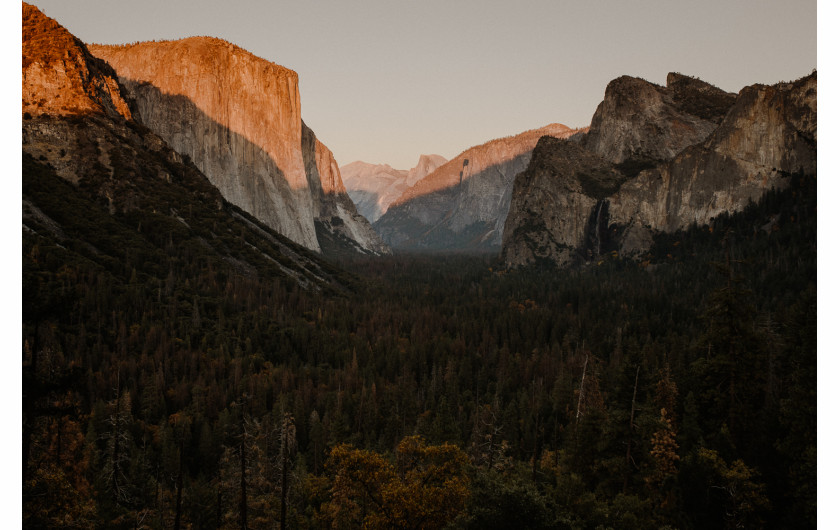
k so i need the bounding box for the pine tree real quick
[647,408,679,511]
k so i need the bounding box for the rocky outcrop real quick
[374,124,582,250]
[502,72,817,268]
[609,73,817,234]
[583,74,735,165]
[502,138,625,267]
[342,154,447,223]
[90,38,387,255]
[22,2,131,121]
[407,154,448,188]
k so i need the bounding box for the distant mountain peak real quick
[373,124,582,251]
[394,123,578,207]
[341,154,448,223]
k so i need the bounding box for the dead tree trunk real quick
[623,365,640,493]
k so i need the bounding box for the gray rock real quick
[502,71,816,268]
[90,37,388,256]
[375,124,582,251]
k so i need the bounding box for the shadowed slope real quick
[374,124,582,250]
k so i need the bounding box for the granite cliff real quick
[502,72,816,268]
[22,3,344,290]
[89,38,388,256]
[582,73,736,164]
[342,154,447,223]
[374,124,582,251]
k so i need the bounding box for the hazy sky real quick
[26,1,816,169]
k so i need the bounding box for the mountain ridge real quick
[341,154,447,223]
[89,36,389,256]
[374,123,583,251]
[502,71,816,268]
[22,2,132,122]
[22,2,355,290]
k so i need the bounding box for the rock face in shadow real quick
[374,124,582,251]
[610,74,817,234]
[90,38,387,255]
[502,137,625,267]
[583,73,736,164]
[502,72,817,268]
[22,3,345,290]
[301,122,391,255]
[342,154,447,223]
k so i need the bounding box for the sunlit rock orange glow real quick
[90,38,387,254]
[22,2,131,120]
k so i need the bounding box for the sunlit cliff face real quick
[22,2,132,120]
[90,38,307,190]
[392,123,582,207]
[89,39,319,250]
[88,37,388,255]
[371,124,587,250]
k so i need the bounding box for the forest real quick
[23,150,816,529]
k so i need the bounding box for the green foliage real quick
[680,447,770,529]
[463,469,563,530]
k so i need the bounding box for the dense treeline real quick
[23,154,815,528]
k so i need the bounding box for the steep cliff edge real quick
[301,122,391,255]
[90,38,387,255]
[374,124,582,250]
[502,137,625,267]
[582,74,735,165]
[502,72,816,268]
[610,73,817,235]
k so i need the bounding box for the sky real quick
[23,0,816,169]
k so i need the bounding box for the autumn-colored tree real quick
[323,443,394,528]
[324,435,470,529]
[647,408,679,511]
[389,435,471,527]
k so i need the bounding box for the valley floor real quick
[23,163,816,528]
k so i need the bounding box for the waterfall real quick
[594,200,605,256]
[584,199,610,260]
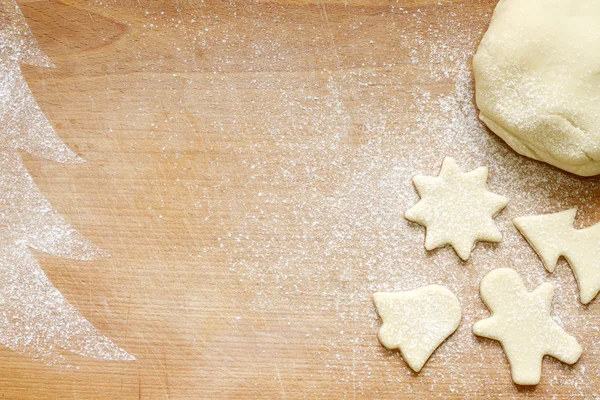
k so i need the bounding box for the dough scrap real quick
[373,285,461,372]
[474,0,600,176]
[514,208,600,304]
[405,157,508,260]
[473,268,582,385]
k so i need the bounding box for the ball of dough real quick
[474,0,600,176]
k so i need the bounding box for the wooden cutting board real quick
[3,0,600,398]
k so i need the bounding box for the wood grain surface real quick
[3,0,600,399]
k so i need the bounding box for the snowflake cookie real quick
[405,157,508,260]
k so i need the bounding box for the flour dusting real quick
[173,2,600,397]
[29,0,600,396]
[0,0,133,364]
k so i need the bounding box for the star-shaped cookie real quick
[473,268,582,385]
[405,157,508,260]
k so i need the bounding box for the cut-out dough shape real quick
[405,157,508,260]
[374,285,461,372]
[473,268,582,385]
[514,208,600,304]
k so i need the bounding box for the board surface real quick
[2,1,600,399]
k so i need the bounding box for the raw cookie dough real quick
[474,0,600,176]
[405,157,508,260]
[514,208,600,304]
[373,285,461,372]
[473,268,582,385]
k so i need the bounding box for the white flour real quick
[6,0,600,396]
[176,2,600,397]
[0,0,133,364]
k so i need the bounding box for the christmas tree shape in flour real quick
[514,208,600,304]
[0,0,132,362]
[0,0,52,68]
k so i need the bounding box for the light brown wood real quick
[2,0,600,398]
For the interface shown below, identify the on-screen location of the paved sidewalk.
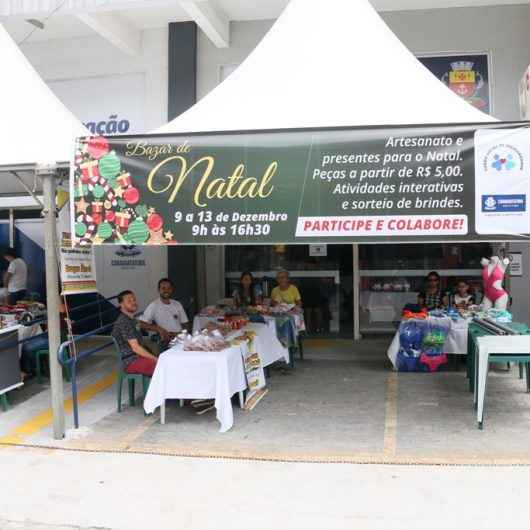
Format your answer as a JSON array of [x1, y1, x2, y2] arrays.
[[1, 446, 530, 530]]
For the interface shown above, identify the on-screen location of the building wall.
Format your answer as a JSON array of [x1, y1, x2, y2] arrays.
[[20, 27, 168, 132]]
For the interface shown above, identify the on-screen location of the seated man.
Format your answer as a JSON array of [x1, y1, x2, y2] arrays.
[[271, 270, 302, 308], [112, 290, 164, 376], [141, 278, 190, 340]]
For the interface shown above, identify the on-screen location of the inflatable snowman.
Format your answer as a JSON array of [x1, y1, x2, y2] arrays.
[[481, 256, 510, 310]]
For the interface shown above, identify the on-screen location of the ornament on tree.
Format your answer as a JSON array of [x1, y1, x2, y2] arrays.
[[115, 211, 131, 229], [105, 210, 116, 223], [123, 187, 140, 205], [126, 218, 149, 244], [80, 160, 99, 183], [97, 221, 113, 240], [117, 172, 132, 188], [87, 136, 109, 159], [98, 151, 121, 180], [147, 212, 163, 232]]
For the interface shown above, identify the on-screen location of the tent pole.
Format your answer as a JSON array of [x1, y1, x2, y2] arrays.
[[39, 165, 65, 439], [8, 209, 14, 246], [353, 244, 361, 341]]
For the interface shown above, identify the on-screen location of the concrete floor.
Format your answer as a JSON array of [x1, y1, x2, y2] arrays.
[[2, 446, 530, 530], [3, 336, 530, 463]]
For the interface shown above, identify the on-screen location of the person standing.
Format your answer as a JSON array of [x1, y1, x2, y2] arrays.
[[2, 248, 27, 305], [141, 278, 190, 339]]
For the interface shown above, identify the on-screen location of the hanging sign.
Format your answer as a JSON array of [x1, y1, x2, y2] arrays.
[[71, 122, 530, 245], [310, 244, 327, 257], [60, 233, 98, 294], [509, 252, 523, 277]]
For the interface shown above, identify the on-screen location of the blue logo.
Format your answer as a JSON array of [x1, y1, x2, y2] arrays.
[[491, 154, 516, 171], [483, 143, 524, 173], [482, 194, 526, 212]]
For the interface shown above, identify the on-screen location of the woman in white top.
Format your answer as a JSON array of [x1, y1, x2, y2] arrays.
[[3, 248, 27, 305]]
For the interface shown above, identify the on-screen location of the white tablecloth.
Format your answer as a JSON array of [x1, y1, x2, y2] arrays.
[[192, 316, 290, 367], [360, 291, 418, 322], [143, 343, 247, 432], [387, 316, 470, 368]]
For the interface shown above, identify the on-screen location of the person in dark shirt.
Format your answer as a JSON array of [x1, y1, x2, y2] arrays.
[[417, 271, 449, 310], [112, 290, 166, 376]]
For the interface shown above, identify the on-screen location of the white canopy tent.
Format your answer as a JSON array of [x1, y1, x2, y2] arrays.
[[153, 0, 497, 342], [156, 0, 495, 135], [0, 23, 88, 439], [0, 23, 87, 201]]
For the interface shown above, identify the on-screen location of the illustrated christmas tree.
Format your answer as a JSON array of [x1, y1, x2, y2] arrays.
[[74, 136, 176, 245]]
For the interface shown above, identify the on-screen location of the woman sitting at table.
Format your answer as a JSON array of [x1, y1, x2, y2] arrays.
[[271, 270, 302, 308], [417, 271, 449, 310], [233, 271, 263, 308]]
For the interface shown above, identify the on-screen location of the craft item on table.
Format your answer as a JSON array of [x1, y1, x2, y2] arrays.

****

• [To do]: Look through the entries and find each line that has the string "woman". Copy those lines.

• [Response]:
For the interface shown above, identify the on-screen location of the woman in white top.
For the interface shown above, identify the on-screen location of the woman sitting at table.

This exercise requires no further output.